• WHAT THIS EXERCISE ASKS:
1: In the text on probation services below, repeat the passage between "What we, at" and "or structural stability.", inclusive, word for word.
2: Answer these questions using the text on probation services below:
(a) Who is the Chief Inspector of Probation at HM Inspectorate of Probation?
(b) What does the abbreviation EDM stand for?
(c) What does the text describe as a flawed model that brought few successes?

Justin Russell, Chief Inspector of Probation: Reflections and Future Developments

Taking stock of developments in probation services across England and Wales, and looking forward to how the landscape may look in months to come, HM Inspectorate of Probation's Chief Inspector of Probation, Justin Russell, shares some reflections and key points for consideration.


It has been a testing and challenging time for all those working in and around probation, not least because the merging of services into the public sector came amidst the continuing impact of Covid-19.

What we, at the Inspectorate, know is that probation services can adapt to change – proven by the professionalism applied to using the exceptional delivery models (EDM) during the pandemic and the calm, organised approach to unification. Like many in the criminal justice system, I welcome the move back into the public sector and efforts to ensure the service can run as smoothly and effectively as possible. We know Transforming Rehabilitation brought few successes – a flawed model which offered little in the way of financial backing or structural stability.

• RECORD SET:
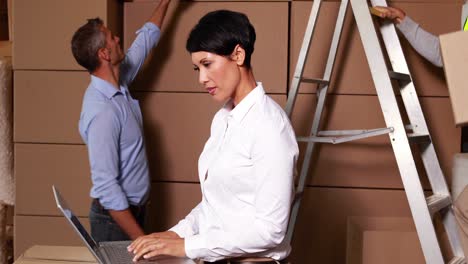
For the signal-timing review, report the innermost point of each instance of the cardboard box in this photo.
(44, 230)
(383, 240)
(56, 254)
(352, 74)
(321, 230)
(47, 106)
(5, 48)
(170, 67)
(43, 30)
(455, 56)
(39, 166)
(171, 202)
(177, 126)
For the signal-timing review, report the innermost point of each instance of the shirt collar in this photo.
(241, 110)
(104, 87)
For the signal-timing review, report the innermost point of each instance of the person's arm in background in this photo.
(425, 43)
(147, 37)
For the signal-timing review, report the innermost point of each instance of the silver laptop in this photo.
(106, 252)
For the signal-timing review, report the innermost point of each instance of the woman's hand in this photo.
(164, 243)
(393, 13)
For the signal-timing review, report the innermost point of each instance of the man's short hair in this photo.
(86, 42)
(220, 31)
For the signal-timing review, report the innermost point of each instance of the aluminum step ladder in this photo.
(422, 208)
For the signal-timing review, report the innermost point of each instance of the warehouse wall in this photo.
(354, 188)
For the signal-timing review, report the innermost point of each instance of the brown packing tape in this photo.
(375, 11)
(5, 48)
(10, 20)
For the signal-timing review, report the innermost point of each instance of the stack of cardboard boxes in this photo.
(350, 183)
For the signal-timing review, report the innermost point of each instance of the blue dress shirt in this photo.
(111, 125)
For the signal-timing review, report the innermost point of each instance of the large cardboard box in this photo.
(455, 56)
(383, 240)
(320, 234)
(170, 67)
(44, 230)
(39, 166)
(43, 30)
(47, 106)
(56, 254)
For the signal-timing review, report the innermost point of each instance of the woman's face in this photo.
(219, 75)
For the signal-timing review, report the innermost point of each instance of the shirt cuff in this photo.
(182, 229)
(117, 203)
(193, 246)
(407, 25)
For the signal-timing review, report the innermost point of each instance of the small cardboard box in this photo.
(42, 30)
(56, 254)
(454, 49)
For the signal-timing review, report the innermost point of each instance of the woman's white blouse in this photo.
(246, 173)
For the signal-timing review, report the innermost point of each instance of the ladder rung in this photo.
(457, 260)
(399, 76)
(418, 138)
(438, 202)
(341, 136)
(314, 80)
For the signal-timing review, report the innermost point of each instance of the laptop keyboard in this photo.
(117, 252)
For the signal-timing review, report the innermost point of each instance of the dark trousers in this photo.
(104, 228)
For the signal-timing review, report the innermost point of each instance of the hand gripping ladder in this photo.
(422, 208)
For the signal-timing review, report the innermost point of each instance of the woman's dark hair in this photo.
(220, 31)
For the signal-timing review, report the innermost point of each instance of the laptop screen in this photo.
(63, 206)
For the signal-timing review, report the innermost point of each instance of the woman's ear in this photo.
(238, 55)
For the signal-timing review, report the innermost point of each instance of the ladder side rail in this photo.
(406, 165)
(412, 105)
(296, 81)
(321, 93)
(416, 117)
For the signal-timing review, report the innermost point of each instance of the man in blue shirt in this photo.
(112, 128)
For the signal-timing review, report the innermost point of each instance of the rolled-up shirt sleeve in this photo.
(103, 148)
(147, 37)
(426, 44)
(274, 155)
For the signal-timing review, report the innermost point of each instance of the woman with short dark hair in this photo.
(247, 165)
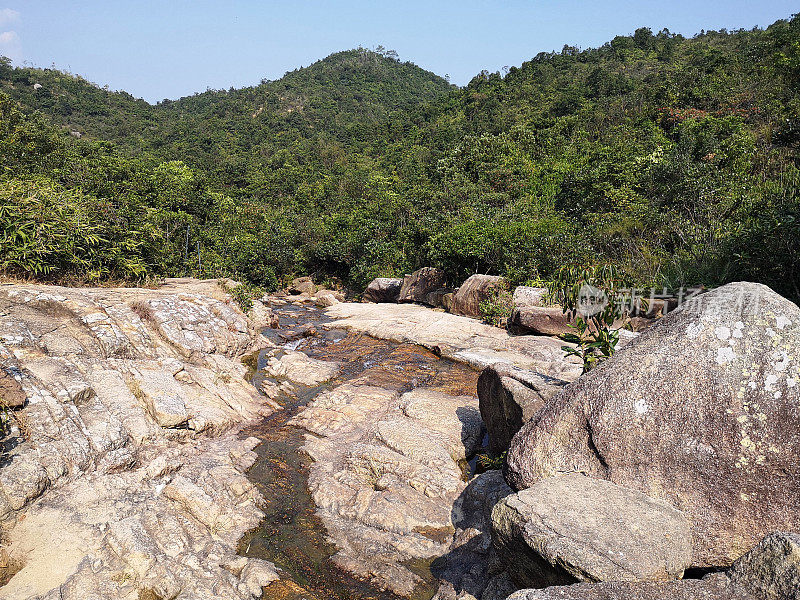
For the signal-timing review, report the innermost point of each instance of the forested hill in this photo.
(348, 97)
(674, 158)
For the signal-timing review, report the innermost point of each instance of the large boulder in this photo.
(302, 285)
(540, 320)
(701, 410)
(509, 397)
(11, 393)
(383, 289)
(770, 571)
(528, 296)
(420, 283)
(476, 289)
(574, 528)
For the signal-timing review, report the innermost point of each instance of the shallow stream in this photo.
(291, 535)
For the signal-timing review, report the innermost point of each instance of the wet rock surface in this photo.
(459, 338)
(123, 475)
(509, 397)
(701, 410)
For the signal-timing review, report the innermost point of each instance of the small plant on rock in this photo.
(591, 296)
(497, 308)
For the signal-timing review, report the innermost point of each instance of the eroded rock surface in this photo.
(476, 289)
(387, 472)
(460, 338)
(125, 477)
(509, 397)
(702, 410)
(383, 289)
(770, 571)
(574, 528)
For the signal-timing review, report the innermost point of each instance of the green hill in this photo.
(674, 158)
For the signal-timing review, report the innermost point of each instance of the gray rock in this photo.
(528, 296)
(441, 298)
(770, 571)
(509, 397)
(476, 289)
(573, 528)
(701, 410)
(541, 320)
(420, 283)
(383, 289)
(302, 285)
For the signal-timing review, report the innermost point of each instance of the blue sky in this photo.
(172, 48)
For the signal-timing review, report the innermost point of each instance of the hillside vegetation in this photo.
(676, 159)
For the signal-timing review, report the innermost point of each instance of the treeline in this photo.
(676, 159)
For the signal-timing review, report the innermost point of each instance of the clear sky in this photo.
(172, 48)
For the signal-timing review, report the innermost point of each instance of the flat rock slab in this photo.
(574, 528)
(455, 337)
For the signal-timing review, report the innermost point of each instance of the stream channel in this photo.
(291, 535)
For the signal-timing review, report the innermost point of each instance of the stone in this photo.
(701, 410)
(771, 570)
(383, 289)
(528, 296)
(465, 569)
(540, 320)
(574, 528)
(299, 368)
(509, 397)
(302, 285)
(11, 393)
(476, 289)
(767, 572)
(133, 509)
(164, 398)
(420, 283)
(387, 470)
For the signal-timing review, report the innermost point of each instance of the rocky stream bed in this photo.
(166, 446)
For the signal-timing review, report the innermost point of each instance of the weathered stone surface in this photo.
(387, 470)
(326, 298)
(509, 397)
(97, 501)
(541, 320)
(420, 283)
(528, 296)
(383, 289)
(302, 285)
(712, 587)
(701, 410)
(476, 289)
(770, 571)
(11, 393)
(464, 569)
(456, 337)
(441, 298)
(573, 528)
(299, 368)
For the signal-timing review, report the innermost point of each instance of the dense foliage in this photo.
(674, 159)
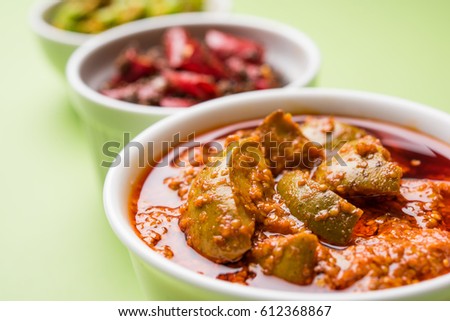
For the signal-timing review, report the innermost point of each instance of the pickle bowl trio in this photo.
(197, 72)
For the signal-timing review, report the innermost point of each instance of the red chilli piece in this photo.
(177, 102)
(132, 67)
(199, 86)
(176, 46)
(226, 45)
(186, 53)
(201, 60)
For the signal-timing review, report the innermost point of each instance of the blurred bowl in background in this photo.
(291, 53)
(59, 44)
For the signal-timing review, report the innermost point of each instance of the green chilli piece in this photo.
(291, 257)
(325, 213)
(361, 167)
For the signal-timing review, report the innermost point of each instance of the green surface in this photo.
(55, 242)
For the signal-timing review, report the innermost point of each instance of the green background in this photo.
(55, 243)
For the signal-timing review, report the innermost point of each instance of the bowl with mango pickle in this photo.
(311, 194)
(63, 26)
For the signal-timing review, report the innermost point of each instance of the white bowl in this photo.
(288, 50)
(163, 279)
(59, 44)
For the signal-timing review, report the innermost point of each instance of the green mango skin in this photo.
(94, 16)
(291, 257)
(316, 129)
(254, 185)
(367, 170)
(285, 147)
(214, 219)
(325, 213)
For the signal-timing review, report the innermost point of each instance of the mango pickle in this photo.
(214, 220)
(255, 186)
(291, 257)
(285, 147)
(325, 213)
(362, 167)
(317, 128)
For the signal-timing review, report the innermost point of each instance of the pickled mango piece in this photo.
(255, 186)
(291, 258)
(316, 129)
(361, 167)
(214, 219)
(285, 147)
(325, 213)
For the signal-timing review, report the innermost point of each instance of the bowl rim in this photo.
(78, 58)
(134, 244)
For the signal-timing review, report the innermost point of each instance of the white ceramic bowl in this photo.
(163, 279)
(288, 50)
(59, 44)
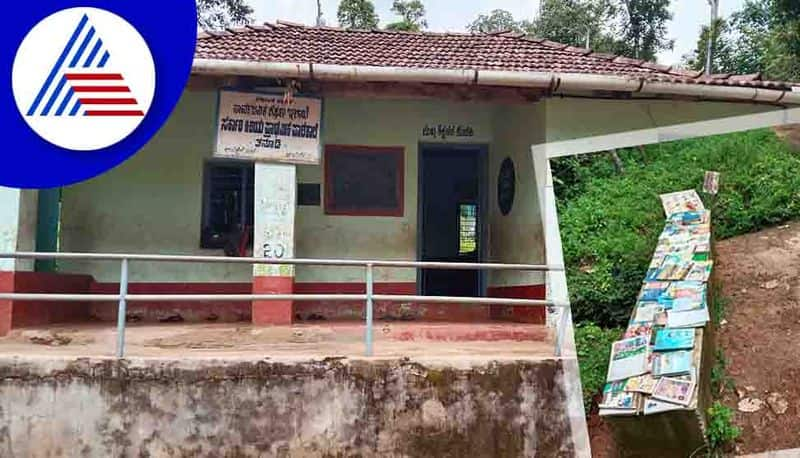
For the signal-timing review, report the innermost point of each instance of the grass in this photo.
(593, 345)
(610, 221)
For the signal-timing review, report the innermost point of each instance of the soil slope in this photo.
(758, 274)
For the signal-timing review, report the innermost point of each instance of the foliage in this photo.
(594, 349)
(219, 14)
(644, 28)
(574, 22)
(496, 21)
(720, 430)
(720, 380)
(610, 222)
(412, 14)
(764, 36)
(357, 14)
(724, 57)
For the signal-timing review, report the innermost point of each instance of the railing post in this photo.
(368, 330)
(121, 312)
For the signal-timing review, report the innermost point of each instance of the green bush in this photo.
(721, 431)
(610, 222)
(593, 345)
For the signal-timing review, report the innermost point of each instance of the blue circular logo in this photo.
(89, 84)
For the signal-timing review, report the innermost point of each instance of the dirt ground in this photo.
(759, 276)
(443, 340)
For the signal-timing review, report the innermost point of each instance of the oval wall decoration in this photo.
(506, 186)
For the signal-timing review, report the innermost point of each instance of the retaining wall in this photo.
(265, 408)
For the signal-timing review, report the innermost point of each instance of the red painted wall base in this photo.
(272, 312)
(18, 314)
(32, 313)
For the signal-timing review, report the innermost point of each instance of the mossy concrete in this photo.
(334, 407)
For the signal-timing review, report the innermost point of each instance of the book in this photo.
(681, 202)
(674, 391)
(646, 312)
(688, 319)
(641, 384)
(652, 290)
(629, 357)
(674, 339)
(700, 271)
(653, 406)
(674, 267)
(639, 329)
(620, 400)
(672, 363)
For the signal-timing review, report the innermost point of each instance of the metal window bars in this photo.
(369, 297)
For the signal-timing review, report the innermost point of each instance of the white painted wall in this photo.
(153, 202)
(18, 209)
(570, 118)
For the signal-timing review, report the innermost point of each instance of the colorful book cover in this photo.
(688, 319)
(641, 384)
(619, 400)
(674, 391)
(674, 339)
(674, 267)
(653, 406)
(700, 271)
(681, 201)
(639, 329)
(652, 290)
(672, 363)
(646, 312)
(629, 357)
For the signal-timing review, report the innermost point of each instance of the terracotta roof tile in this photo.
(288, 42)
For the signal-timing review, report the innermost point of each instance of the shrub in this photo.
(593, 345)
(721, 431)
(610, 222)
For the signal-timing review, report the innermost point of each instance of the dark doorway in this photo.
(452, 210)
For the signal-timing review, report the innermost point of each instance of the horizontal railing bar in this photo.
(45, 297)
(462, 300)
(294, 261)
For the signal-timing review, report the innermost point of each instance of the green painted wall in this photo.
(153, 202)
(516, 237)
(570, 118)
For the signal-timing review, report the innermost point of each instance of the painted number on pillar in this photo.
(274, 250)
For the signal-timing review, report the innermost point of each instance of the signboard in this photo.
(711, 182)
(275, 200)
(268, 127)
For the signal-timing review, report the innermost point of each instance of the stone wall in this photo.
(329, 408)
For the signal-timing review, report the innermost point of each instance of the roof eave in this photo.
(557, 83)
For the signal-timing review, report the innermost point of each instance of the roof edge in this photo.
(557, 83)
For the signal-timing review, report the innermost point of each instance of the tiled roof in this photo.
(293, 43)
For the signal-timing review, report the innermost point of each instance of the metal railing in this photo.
(369, 297)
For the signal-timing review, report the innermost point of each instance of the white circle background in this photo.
(39, 52)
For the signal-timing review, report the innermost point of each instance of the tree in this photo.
(644, 28)
(412, 14)
(496, 21)
(764, 36)
(575, 22)
(724, 50)
(220, 14)
(357, 14)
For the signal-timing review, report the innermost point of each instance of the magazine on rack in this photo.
(688, 319)
(681, 202)
(674, 339)
(674, 390)
(629, 357)
(672, 363)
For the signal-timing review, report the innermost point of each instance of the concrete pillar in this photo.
(17, 233)
(275, 198)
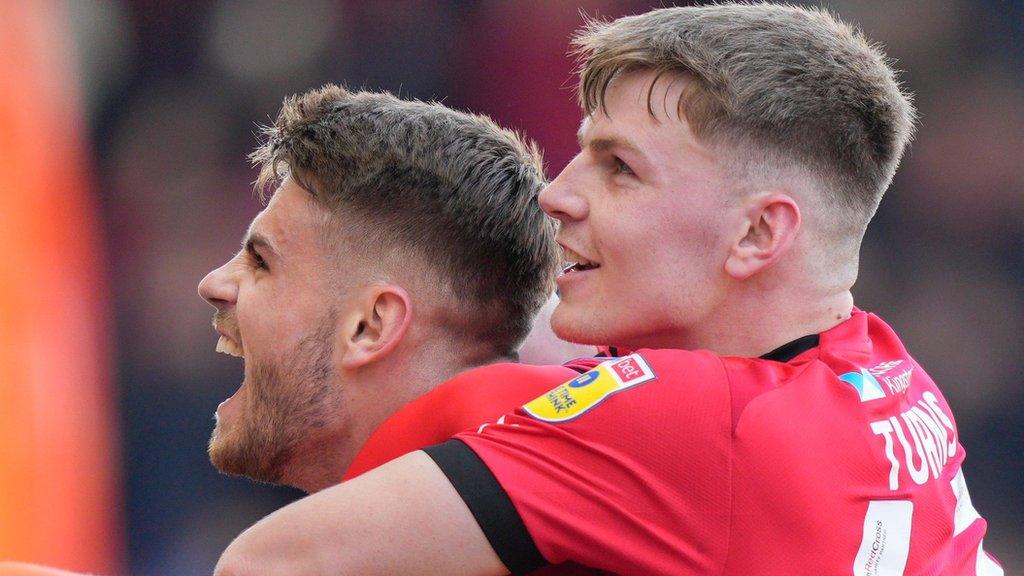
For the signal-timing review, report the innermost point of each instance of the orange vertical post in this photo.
(58, 450)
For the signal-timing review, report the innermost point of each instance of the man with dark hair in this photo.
(731, 158)
(402, 246)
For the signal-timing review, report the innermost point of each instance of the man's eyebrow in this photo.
(257, 240)
(606, 144)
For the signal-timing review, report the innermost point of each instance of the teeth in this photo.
(574, 260)
(225, 345)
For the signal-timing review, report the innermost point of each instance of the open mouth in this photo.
(230, 347)
(576, 262)
(579, 266)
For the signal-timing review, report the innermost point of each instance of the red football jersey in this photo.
(465, 402)
(835, 454)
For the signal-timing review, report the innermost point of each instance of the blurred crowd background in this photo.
(172, 93)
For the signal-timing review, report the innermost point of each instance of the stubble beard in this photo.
(288, 401)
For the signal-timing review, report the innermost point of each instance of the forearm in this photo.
(403, 518)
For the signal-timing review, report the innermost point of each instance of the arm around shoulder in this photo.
(402, 518)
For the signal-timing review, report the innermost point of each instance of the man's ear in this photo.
(377, 325)
(768, 230)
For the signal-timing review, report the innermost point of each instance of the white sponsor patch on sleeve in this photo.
(985, 566)
(965, 515)
(886, 543)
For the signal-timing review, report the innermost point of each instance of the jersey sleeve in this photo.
(624, 468)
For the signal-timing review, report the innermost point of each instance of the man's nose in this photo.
(219, 288)
(562, 199)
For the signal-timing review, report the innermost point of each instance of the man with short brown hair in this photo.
(402, 246)
(731, 157)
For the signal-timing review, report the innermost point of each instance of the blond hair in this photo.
(452, 189)
(784, 85)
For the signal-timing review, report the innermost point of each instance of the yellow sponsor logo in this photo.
(590, 388)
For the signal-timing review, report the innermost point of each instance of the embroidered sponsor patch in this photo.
(866, 385)
(590, 388)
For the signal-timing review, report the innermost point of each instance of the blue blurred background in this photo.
(173, 91)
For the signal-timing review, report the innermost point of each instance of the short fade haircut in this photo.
(791, 86)
(452, 190)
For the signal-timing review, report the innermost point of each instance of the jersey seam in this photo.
(732, 438)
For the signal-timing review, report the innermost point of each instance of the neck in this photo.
(764, 328)
(759, 323)
(371, 396)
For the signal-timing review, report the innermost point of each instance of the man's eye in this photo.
(258, 261)
(622, 167)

• RESPONSES:
1:
What we, at the Inspectorate, know is that probation services can adapt to change – proven by the professionalism applied to using the exceptional delivery models (EDM) during the pandemic and the calm, organised approach to unification. Like many in the criminal justice system, I welcome the move back into the public sector and efforts to ensure the service can run as smoothly and effectively as possible. We know Transforming Rehabilitation brought few successes – a flawed model which offered little in the way of financial backing or structural stability.

2:
(a) Justin Russell
(b) Exceptional delivery models
(c) Transforming Rehabilitation